# Problem to solve
According to the market commentary below, which regions may have buffers to deal with the rate hike cycle?

─── Text for analysis

Rising rates amid high inflation and various points of stress, including the war in Ukraine and China’s pandemic struggles, have pushed global markets in a risky zone.

Group Research – Econs, Taimur Baig 25 Apr 2022

  • Equity and bond markets have sold off, credit spreads have widened
  • Cost of funding has gone up, several EM economies have fallen into balance of payments crises
  • Yield curves have shifted up substantially, flattening along the way
  • We foresee companies and individuals cutting back on consumption and investment
  • North and East Asia may have buffers to deal with the rate hike cycle, but going will be tough

Commentary: Mounting market stress

Rising rates amid high inflation and various points of stress, including the war in Ukraine and China’s pandemic struggles, have pushed global markets in a risky zone. Already, equity and bond markets have sold off, credit spreads have widened, cost of funding has gone up, several emerging market economies have fallen into balance of payments crises, and currencies have turned volatile. Yield curves have shifted up substantially, flattening along the way, reflecting nervousness about the outlook.

──────
─── Data supplied

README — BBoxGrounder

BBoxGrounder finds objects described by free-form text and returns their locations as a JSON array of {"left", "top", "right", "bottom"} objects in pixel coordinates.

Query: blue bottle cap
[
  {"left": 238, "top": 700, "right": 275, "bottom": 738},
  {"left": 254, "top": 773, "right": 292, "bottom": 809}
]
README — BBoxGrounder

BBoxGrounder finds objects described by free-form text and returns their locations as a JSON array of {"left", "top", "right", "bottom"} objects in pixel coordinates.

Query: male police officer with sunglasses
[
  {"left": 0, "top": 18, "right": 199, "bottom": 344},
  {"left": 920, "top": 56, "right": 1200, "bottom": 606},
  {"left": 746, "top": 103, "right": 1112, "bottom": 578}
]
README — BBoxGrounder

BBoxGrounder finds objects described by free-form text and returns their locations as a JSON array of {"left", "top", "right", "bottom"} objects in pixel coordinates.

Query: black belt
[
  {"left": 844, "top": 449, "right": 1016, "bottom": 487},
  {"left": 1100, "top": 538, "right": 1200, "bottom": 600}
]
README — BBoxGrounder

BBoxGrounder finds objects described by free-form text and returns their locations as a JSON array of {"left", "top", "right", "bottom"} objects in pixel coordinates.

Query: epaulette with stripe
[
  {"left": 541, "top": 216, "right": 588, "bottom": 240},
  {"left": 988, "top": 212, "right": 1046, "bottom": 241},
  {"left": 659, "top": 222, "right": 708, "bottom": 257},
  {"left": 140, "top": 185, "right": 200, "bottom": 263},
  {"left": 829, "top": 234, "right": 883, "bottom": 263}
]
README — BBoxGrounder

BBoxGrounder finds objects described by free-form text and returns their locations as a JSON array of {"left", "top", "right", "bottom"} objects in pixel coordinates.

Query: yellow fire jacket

──────

# Answer to the exercise
North and East Asia.